• [The problem] Copy the data items below word for word, starting at the line with "Detect the dirt ground" and ending with the line with "left=1234, top=384, right=1372, bottom=557", both included. Leave the pictures out of your copy.

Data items
[start]

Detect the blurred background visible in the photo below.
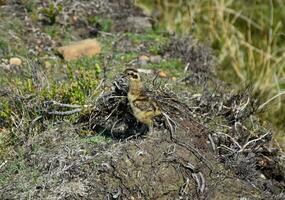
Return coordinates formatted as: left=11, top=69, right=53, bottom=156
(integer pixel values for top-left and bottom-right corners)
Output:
left=136, top=0, right=285, bottom=149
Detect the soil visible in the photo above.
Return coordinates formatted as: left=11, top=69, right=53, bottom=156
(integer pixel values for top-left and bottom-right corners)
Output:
left=0, top=0, right=285, bottom=200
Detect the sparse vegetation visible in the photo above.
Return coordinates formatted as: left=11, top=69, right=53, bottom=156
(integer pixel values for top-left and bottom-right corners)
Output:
left=0, top=0, right=285, bottom=199
left=137, top=0, right=285, bottom=147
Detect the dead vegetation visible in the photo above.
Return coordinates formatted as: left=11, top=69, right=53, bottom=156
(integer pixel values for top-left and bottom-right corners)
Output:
left=0, top=0, right=285, bottom=200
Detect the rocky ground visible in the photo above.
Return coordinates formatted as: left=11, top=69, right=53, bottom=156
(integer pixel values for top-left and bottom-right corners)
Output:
left=0, top=0, right=285, bottom=199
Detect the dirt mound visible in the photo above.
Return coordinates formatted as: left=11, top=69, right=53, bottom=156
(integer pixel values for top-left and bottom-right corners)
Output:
left=0, top=0, right=285, bottom=199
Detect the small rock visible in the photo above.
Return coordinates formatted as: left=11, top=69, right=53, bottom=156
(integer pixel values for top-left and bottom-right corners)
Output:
left=57, top=39, right=101, bottom=61
left=9, top=57, right=22, bottom=66
left=150, top=56, right=162, bottom=64
left=158, top=71, right=167, bottom=78
left=139, top=55, right=149, bottom=66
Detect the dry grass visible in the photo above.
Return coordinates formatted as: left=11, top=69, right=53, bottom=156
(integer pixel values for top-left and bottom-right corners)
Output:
left=138, top=0, right=285, bottom=141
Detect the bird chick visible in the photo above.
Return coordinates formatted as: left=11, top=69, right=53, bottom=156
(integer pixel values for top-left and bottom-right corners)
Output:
left=124, top=68, right=161, bottom=132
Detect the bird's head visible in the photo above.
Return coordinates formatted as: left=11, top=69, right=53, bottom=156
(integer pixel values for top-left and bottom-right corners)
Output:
left=124, top=68, right=141, bottom=81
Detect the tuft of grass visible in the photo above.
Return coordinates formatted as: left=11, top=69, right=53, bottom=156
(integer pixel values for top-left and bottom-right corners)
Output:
left=138, top=0, right=285, bottom=144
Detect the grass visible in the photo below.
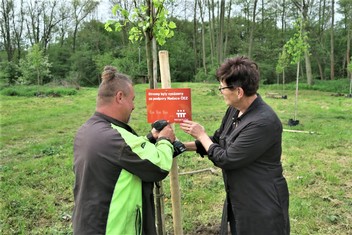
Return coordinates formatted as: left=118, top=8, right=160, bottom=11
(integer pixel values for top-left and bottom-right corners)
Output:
left=0, top=81, right=352, bottom=235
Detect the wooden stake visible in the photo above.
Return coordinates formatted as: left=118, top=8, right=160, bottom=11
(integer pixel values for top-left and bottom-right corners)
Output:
left=159, top=51, right=183, bottom=235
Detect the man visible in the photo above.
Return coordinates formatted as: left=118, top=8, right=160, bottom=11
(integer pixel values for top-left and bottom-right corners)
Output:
left=72, top=66, right=175, bottom=235
left=180, top=57, right=290, bottom=235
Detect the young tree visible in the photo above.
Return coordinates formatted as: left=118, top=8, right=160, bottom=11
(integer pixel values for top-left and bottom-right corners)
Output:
left=72, top=0, right=99, bottom=51
left=20, top=44, right=51, bottom=85
left=292, top=0, right=314, bottom=85
left=284, top=19, right=309, bottom=121
left=105, top=0, right=176, bottom=89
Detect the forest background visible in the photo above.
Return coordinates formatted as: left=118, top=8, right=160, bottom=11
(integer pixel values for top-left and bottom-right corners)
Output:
left=0, top=0, right=352, bottom=234
left=0, top=0, right=352, bottom=86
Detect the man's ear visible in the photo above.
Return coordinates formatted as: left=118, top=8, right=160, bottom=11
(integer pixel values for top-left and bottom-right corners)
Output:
left=115, top=91, right=123, bottom=103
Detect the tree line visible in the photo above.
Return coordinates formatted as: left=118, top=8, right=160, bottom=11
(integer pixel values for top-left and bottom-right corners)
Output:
left=0, top=0, right=352, bottom=87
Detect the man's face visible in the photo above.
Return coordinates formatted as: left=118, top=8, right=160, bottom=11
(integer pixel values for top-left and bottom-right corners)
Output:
left=124, top=85, right=135, bottom=123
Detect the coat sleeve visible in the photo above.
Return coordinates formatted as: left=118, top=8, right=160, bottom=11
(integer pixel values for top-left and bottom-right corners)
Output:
left=208, top=122, right=281, bottom=170
left=108, top=126, right=174, bottom=182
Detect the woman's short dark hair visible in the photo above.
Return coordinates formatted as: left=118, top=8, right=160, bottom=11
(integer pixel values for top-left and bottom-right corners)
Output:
left=216, top=56, right=260, bottom=96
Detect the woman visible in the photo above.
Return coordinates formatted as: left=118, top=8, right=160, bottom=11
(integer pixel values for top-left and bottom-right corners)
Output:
left=180, top=57, right=290, bottom=235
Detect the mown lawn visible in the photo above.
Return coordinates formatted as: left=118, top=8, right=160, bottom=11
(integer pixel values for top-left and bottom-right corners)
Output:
left=0, top=83, right=352, bottom=235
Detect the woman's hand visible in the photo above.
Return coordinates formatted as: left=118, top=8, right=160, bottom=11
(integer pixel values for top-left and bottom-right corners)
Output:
left=180, top=120, right=206, bottom=139
left=180, top=120, right=213, bottom=151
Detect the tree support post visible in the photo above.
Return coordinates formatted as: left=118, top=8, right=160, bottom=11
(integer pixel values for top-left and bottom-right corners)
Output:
left=159, top=51, right=183, bottom=235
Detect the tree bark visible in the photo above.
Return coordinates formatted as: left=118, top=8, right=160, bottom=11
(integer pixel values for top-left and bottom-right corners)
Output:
left=330, top=0, right=335, bottom=80
left=248, top=0, right=258, bottom=58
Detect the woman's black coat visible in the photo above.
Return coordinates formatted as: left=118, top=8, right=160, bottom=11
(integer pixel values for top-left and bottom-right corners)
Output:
left=196, top=95, right=290, bottom=235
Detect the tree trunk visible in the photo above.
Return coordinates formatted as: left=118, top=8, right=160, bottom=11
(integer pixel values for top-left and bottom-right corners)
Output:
left=224, top=0, right=232, bottom=57
left=330, top=0, right=335, bottom=80
left=304, top=51, right=313, bottom=86
left=196, top=0, right=208, bottom=75
left=152, top=37, right=158, bottom=88
left=145, top=35, right=155, bottom=89
left=218, top=0, right=225, bottom=63
left=208, top=0, right=215, bottom=65
left=248, top=0, right=258, bottom=58
left=193, top=0, right=198, bottom=68
left=0, top=0, right=14, bottom=62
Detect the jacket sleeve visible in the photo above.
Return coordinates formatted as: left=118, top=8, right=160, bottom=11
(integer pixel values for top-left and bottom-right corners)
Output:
left=195, top=108, right=231, bottom=157
left=114, top=126, right=174, bottom=182
left=209, top=122, right=281, bottom=170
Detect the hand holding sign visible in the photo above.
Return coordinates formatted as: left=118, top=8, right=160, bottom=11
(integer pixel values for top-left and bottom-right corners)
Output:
left=146, top=88, right=192, bottom=123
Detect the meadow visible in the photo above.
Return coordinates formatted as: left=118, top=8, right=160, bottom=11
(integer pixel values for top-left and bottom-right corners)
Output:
left=0, top=80, right=352, bottom=235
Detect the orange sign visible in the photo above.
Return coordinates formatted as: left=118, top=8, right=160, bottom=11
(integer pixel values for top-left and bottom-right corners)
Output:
left=146, top=88, right=192, bottom=123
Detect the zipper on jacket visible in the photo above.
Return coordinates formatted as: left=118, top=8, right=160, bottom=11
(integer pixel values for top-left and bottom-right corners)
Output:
left=135, top=206, right=142, bottom=235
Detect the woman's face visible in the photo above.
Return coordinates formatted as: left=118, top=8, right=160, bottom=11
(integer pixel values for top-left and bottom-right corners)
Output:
left=219, top=82, right=239, bottom=108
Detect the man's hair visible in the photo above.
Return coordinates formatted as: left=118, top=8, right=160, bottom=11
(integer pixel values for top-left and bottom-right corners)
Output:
left=97, top=66, right=132, bottom=105
left=216, top=56, right=260, bottom=96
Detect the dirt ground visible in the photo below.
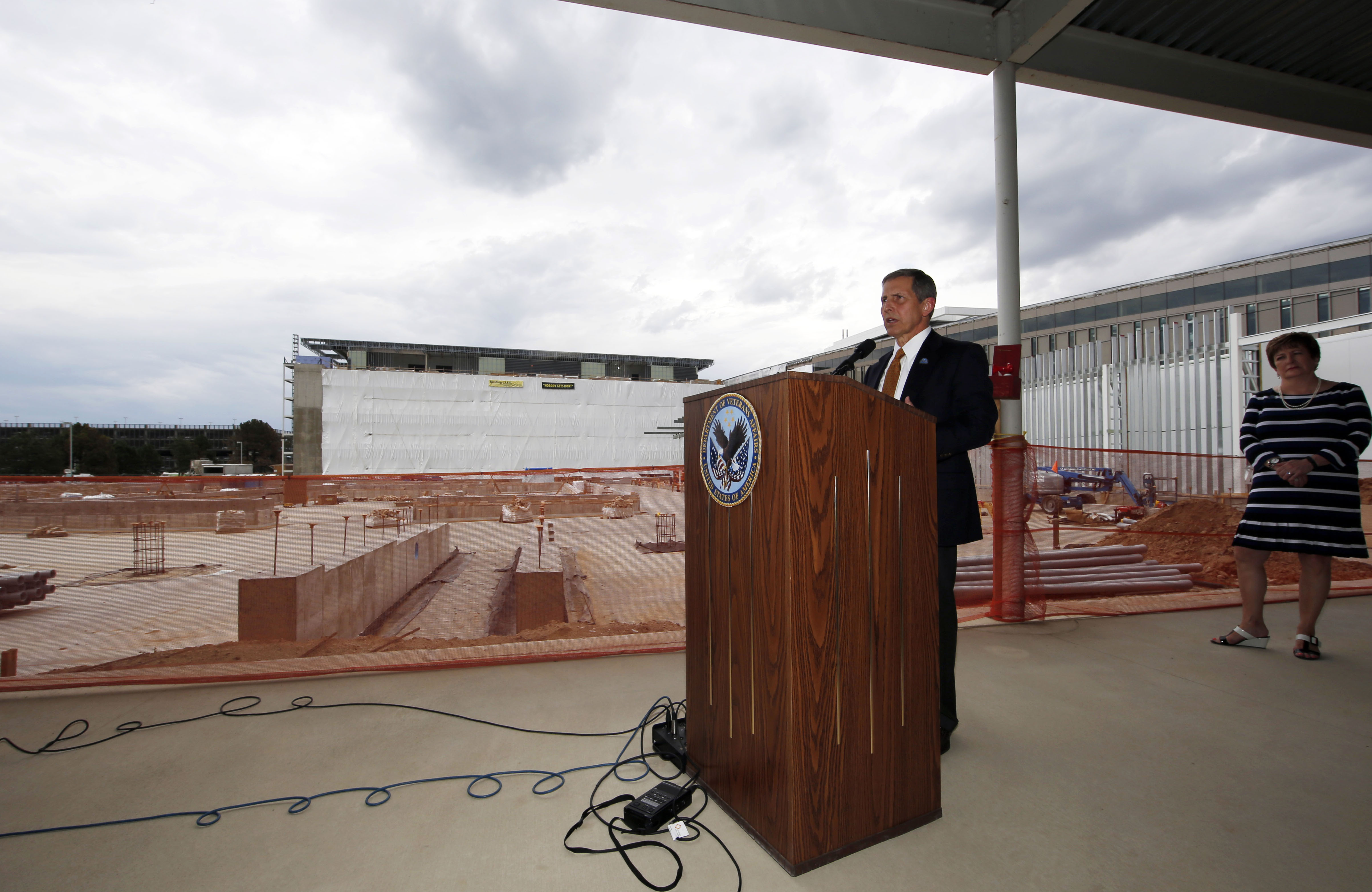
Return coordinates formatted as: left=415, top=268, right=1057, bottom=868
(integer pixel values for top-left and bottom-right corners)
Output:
left=44, top=620, right=683, bottom=675
left=1096, top=500, right=1372, bottom=589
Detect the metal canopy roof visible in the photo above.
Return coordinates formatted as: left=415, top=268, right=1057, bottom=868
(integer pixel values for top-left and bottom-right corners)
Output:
left=300, top=337, right=715, bottom=371
left=571, top=0, right=1372, bottom=148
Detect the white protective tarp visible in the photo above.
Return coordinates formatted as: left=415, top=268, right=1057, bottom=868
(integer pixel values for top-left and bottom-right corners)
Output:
left=321, top=369, right=717, bottom=473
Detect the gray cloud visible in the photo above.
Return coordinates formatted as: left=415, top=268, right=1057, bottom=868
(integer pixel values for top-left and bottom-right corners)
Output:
left=318, top=0, right=637, bottom=193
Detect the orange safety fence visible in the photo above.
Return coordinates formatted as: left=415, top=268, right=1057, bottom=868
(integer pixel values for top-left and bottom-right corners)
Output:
left=958, top=436, right=1372, bottom=623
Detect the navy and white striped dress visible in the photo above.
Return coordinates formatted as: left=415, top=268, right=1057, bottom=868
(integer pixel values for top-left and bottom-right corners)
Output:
left=1234, top=384, right=1372, bottom=557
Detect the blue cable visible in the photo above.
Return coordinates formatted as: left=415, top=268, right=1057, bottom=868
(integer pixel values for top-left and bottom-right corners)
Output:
left=0, top=696, right=674, bottom=838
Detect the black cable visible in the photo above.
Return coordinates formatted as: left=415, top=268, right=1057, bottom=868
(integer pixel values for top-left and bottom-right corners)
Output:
left=0, top=696, right=672, bottom=838
left=562, top=752, right=744, bottom=892
left=0, top=696, right=672, bottom=756
left=0, top=696, right=744, bottom=892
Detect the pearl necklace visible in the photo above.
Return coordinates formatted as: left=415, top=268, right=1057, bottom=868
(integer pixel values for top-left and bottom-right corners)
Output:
left=1277, top=379, right=1324, bottom=409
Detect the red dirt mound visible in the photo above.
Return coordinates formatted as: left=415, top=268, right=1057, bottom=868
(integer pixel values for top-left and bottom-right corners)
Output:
left=1098, top=490, right=1372, bottom=589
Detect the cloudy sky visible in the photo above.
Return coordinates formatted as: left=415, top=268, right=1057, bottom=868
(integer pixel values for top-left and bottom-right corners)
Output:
left=0, top=0, right=1372, bottom=424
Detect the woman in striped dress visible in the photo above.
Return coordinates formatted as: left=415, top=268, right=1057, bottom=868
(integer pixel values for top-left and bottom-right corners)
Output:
left=1210, top=332, right=1372, bottom=660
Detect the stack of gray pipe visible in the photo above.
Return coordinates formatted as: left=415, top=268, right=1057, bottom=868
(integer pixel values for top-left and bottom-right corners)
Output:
left=0, top=570, right=58, bottom=611
left=953, top=545, right=1200, bottom=604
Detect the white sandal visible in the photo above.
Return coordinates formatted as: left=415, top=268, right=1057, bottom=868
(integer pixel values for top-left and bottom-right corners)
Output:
left=1210, top=626, right=1272, bottom=648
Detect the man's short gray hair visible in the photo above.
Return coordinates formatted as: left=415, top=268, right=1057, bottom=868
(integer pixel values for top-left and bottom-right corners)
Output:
left=881, top=269, right=938, bottom=300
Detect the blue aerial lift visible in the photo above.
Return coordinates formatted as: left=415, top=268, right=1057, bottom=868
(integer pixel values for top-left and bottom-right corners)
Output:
left=1026, top=465, right=1176, bottom=516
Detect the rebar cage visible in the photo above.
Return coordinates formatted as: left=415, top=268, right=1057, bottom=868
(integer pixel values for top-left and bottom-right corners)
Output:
left=133, top=520, right=167, bottom=576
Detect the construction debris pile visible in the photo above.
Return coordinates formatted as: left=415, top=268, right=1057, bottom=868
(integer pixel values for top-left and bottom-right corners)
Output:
left=1092, top=498, right=1372, bottom=589
left=0, top=570, right=58, bottom=611
left=953, top=545, right=1200, bottom=607
left=601, top=495, right=637, bottom=520
left=364, top=506, right=410, bottom=530
left=214, top=510, right=248, bottom=533
left=501, top=495, right=534, bottom=523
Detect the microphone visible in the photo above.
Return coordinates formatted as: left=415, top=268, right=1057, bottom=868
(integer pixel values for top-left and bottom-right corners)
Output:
left=830, top=337, right=877, bottom=375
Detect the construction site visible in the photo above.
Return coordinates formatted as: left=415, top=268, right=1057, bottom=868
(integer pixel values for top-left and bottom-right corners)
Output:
left=0, top=0, right=1372, bottom=892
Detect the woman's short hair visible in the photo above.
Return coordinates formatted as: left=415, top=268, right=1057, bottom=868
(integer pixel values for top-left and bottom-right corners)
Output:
left=881, top=269, right=938, bottom=300
left=1268, top=331, right=1320, bottom=368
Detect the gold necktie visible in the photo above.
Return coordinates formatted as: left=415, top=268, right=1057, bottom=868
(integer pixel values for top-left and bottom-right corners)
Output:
left=881, top=347, right=906, bottom=397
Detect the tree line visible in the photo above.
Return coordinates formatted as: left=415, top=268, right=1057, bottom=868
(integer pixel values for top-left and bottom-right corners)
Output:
left=0, top=419, right=281, bottom=478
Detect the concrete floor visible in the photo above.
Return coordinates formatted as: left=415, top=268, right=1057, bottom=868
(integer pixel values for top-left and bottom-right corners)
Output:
left=0, top=597, right=1372, bottom=892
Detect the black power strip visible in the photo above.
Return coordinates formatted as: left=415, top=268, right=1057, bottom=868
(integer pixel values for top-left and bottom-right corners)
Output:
left=624, top=781, right=693, bottom=833
left=653, top=719, right=686, bottom=771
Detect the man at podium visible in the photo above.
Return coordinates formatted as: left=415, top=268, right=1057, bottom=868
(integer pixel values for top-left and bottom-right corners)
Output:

[end]

• [The answer]
Detect the dirt ground visible in the photo below.
Return coordinates formatted as: left=415, top=268, right=1057, bottom=868
(integer pixel values for top-left and bottom-right corners)
Output:
left=44, top=620, right=683, bottom=675
left=1096, top=500, right=1372, bottom=589
Detect the metal canopy roof visible in the photo above.
Return coordinates formatted as: left=415, top=268, right=1057, bottom=868
(integer pixel values for top-left and bottom-right corners)
Output:
left=300, top=337, right=715, bottom=371
left=571, top=0, right=1372, bottom=148
Detect the white protective tarp visible in the photo above.
Return coordinates formatted as: left=415, top=268, right=1057, bottom=868
(integer pixel values for top-left and bottom-right corners)
Output:
left=321, top=369, right=717, bottom=473
Detect the gray cloud visible in the photo above.
Return coordinates formatted as: left=415, top=268, right=1057, bottom=868
(integer pixel values for top-left and bottom-right corners)
Output:
left=318, top=0, right=637, bottom=193
Detect the orange safety fence visible in the photo above.
Return coordinates formatted as: left=415, top=268, right=1057, bottom=868
(integer pixel values for top-left and bottom-right corners)
Output:
left=958, top=436, right=1372, bottom=623
Detect the navy and white striped dress visible in the photo above.
Return coordinates formatted as: left=415, top=268, right=1057, bottom=868
(integer pixel values for top-left and bottom-right corners)
Output:
left=1234, top=384, right=1372, bottom=557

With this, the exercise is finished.